Task directions>
Return each record shown below exactly, with none omitted.

Data for processing>

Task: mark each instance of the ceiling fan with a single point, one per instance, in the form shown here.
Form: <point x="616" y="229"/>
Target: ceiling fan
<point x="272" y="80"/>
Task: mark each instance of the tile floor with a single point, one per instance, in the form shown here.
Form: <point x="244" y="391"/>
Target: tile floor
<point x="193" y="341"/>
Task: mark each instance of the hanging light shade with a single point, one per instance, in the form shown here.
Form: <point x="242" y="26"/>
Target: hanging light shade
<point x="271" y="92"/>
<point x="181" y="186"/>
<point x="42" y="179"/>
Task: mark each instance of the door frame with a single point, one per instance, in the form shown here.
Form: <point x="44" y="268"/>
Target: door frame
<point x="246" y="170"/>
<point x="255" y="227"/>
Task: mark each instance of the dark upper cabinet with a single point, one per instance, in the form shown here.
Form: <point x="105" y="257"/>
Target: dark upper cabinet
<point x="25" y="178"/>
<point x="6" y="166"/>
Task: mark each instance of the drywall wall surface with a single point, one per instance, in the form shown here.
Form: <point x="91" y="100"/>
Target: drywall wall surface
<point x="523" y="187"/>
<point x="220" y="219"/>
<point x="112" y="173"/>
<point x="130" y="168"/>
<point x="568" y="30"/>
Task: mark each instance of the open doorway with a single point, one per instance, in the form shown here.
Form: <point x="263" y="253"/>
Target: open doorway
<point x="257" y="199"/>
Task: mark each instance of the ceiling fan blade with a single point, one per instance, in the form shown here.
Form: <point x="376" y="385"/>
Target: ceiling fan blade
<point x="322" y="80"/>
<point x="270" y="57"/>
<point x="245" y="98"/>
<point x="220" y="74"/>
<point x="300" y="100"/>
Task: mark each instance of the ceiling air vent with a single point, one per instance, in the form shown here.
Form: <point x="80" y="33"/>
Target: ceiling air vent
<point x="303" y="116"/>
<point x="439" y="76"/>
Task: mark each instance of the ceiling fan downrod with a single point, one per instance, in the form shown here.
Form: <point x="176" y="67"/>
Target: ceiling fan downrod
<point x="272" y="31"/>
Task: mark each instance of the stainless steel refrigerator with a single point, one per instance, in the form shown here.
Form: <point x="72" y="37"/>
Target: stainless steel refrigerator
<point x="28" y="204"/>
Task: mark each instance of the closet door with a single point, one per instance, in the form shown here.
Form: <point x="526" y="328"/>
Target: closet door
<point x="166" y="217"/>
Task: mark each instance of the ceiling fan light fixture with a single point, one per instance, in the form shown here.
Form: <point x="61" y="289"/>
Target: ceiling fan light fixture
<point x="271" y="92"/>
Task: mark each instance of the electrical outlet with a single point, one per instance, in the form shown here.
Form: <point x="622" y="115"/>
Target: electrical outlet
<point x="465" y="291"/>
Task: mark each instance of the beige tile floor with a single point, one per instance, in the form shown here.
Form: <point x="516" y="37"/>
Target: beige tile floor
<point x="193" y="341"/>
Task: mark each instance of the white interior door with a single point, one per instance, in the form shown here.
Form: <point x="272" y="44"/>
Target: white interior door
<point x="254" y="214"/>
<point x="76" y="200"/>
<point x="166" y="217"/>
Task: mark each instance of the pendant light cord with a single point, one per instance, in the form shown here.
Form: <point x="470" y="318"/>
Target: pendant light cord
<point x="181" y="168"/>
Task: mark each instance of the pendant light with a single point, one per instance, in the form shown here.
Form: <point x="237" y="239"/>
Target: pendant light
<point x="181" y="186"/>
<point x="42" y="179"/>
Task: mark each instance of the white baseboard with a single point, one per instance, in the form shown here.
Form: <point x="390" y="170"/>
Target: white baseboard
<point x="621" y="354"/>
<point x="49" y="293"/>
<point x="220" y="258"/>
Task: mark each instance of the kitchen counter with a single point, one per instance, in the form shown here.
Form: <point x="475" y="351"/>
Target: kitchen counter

Your solution>
Task: mark each instance of the ceiling fan with a single point, one per instance, in the form shown here.
Form: <point x="616" y="229"/>
Target: ceiling fan
<point x="272" y="80"/>
Task: mark each instance of the tile floor with a single point, one per instance, in the form shown here.
Form: <point x="244" y="391"/>
Target: tile floor
<point x="193" y="341"/>
Task: mark each instance of the hanging light shade with a single point, one per instance, in the form shown here.
Form: <point x="242" y="26"/>
Target: hanging light shade
<point x="271" y="92"/>
<point x="181" y="186"/>
<point x="42" y="179"/>
Task: mark each instance of the door frame with a single point, one per instance, in the form shown here.
Form: <point x="44" y="268"/>
Target: door frame
<point x="246" y="170"/>
<point x="255" y="227"/>
Task: mark each instance of the dark upper cabinet with a single point, one per instance, in the form shown here.
Form: <point x="105" y="257"/>
Target: dark upper cabinet
<point x="25" y="178"/>
<point x="6" y="166"/>
Task: mark each instance of the drywall wall surface with a single point, one per instance, in the form shown here.
Form: <point x="91" y="100"/>
Target: drywall wall surface
<point x="523" y="187"/>
<point x="220" y="219"/>
<point x="112" y="173"/>
<point x="130" y="168"/>
<point x="568" y="30"/>
Task: mark each instance of the open doorway with a single point, one per instance, in the form shown here.
Form: <point x="263" y="253"/>
Target: open doorway
<point x="257" y="199"/>
Task: mark each instance of the ceiling fan blade with a single point, one per instance, in the form shown here.
Form: <point x="376" y="385"/>
Target: ceiling fan blade
<point x="322" y="80"/>
<point x="270" y="57"/>
<point x="245" y="98"/>
<point x="220" y="74"/>
<point x="300" y="100"/>
Task: mark each instance of the ceiling air vent with a single point, one per instance, in the form shown here.
Form: <point x="80" y="33"/>
Target: ceiling air vent
<point x="303" y="116"/>
<point x="439" y="76"/>
Task: mark each instance of the ceiling fan downrod with a single point, one per instance, in the form shown here.
Form: <point x="176" y="67"/>
Target: ceiling fan downrod
<point x="272" y="31"/>
Task: mark each instance of the stainless steel refrigerator with a single point, one per instance, in the form shown here.
Form: <point x="72" y="37"/>
Target: stainless steel refrigerator
<point x="28" y="204"/>
Task: mark each instance of the closet door with a single point, one per instance, in the form shown here.
Form: <point x="526" y="328"/>
Target: closet door
<point x="166" y="217"/>
Task: mark each instance of the ceiling fan light fixture with a single point, one per instance, in the form shown here.
Form: <point x="61" y="289"/>
Target: ceiling fan light fixture
<point x="271" y="92"/>
Task: mark each instance of the electrical outlet with a single point, one per instance, in the form shown here.
Form: <point x="622" y="115"/>
Target: electrical outlet
<point x="465" y="291"/>
Task: mark each instance of the beige tile floor with a single point, one per instance, in the form shown here.
Form: <point x="516" y="37"/>
Target: beige tile floor
<point x="193" y="341"/>
Task: mark each instance of the white interior door with a single point, one per instance, in the form shown here.
Form: <point x="272" y="44"/>
Target: white interior door
<point x="254" y="214"/>
<point x="76" y="200"/>
<point x="166" y="217"/>
Task: mark each instance of the pendant light cord with a single point, one per instance, in the form shown here.
Form: <point x="470" y="318"/>
Target: pendant light cord
<point x="181" y="168"/>
Task: mark each instance of the pendant light with a single point, one per instance, in the form shown here.
Form: <point x="237" y="239"/>
Target: pendant light
<point x="181" y="186"/>
<point x="42" y="179"/>
Task: mark each instance of the white baseboard with a single point, one per instance, in the form shown here.
Form: <point x="390" y="170"/>
Target: white baseboard
<point x="621" y="354"/>
<point x="49" y="293"/>
<point x="220" y="258"/>
Task: mark each instance of the kitchen counter with a single point, one per instance, in the form shown here.
Form: <point x="475" y="351"/>
Target: kitchen counter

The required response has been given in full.